> [What you need to do] Without omitting anything, copy the data exactly.

-- Dataset entries follows --

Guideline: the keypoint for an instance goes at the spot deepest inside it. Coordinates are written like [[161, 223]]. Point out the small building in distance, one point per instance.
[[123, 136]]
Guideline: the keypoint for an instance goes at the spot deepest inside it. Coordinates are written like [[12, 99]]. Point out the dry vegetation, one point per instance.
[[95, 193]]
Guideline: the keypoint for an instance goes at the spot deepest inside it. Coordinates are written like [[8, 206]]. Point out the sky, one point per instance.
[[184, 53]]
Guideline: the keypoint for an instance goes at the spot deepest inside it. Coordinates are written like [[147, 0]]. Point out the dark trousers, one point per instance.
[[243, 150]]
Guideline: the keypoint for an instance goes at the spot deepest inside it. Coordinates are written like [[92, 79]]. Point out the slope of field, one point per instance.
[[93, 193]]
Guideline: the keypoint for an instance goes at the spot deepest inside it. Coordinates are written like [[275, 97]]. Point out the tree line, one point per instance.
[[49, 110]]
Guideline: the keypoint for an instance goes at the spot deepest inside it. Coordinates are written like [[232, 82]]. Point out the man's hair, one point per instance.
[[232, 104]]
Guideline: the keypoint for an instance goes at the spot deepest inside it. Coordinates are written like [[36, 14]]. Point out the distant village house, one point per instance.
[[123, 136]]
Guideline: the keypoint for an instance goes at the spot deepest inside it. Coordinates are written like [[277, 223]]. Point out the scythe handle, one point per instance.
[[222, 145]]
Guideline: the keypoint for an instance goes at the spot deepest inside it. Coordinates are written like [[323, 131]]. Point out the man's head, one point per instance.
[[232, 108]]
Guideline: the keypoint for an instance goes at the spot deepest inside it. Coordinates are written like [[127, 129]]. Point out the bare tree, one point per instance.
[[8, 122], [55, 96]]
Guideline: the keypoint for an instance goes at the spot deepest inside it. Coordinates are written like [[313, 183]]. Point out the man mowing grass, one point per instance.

-- Dataset entries concluded --

> [Answer for the task]
Guideline: the keypoint for an instance goes at the spot deepest inside it. Coordinates are written like [[161, 223]]. Point out the small building in distance, one point per instance.
[[123, 136]]
Guideline: the keypoint for an instance goes at the spot deepest inside it. Coordinates are written like [[12, 99]]. Point out the dry vegetation, one point per instance.
[[95, 193]]
Guideline: the keypoint for an instance goes at the spot deepest inside it. Coordinates are written like [[8, 206]]. Point out the sky, one point per instance.
[[184, 53]]
Guideline: the keypoint for an instance goes at the spot deepest inside it. Coordinates are written like [[147, 0]]. Point out the dark trousers, one point per instance.
[[243, 150]]
Guideline: the keypoint for an instance goes at the spot deepest inside it. Coordinates are written like [[92, 79]]. Point out the slope of field, one point per instance.
[[93, 193]]
Guideline: the keypoint for an instance goes at the spot deepest inside it. Coordinates are written like [[275, 97]]. Point out the tree line, one point per instance.
[[49, 110]]
Guideline: the keypoint for an instance goes at the spot deepest inside it. Coordinates are written like [[232, 82]]. Point out the man's hair, one point per instance.
[[232, 104]]
Guideline: the keypoint for an instance goes at the spot deepest inside it. Coordinates are written like [[36, 14]]. Point out the distant village house, one point per instance.
[[123, 136]]
Guideline: the keypoint for an instance goes at the spot deepest inside it. Coordinates are written like [[277, 223]]. Point out the scythe handle, one point per instance.
[[222, 145]]
Guideline: the keypoint for an instance goes at the spot deepest inside it. Coordinates are written like [[323, 131]]. Point out the man's head, one point per instance.
[[232, 108]]
Guideline: the keypoint for an instance goes at the spot deepest inside it. Coordinates are written like [[127, 129]]. Point out the bare tree, one point per instance.
[[8, 122], [55, 96]]
Guideline: the keypoint for an instance goes at the spot deepest inside it. Coordinates are written like [[313, 183]]. Point out the man mowing grass, one point per instance.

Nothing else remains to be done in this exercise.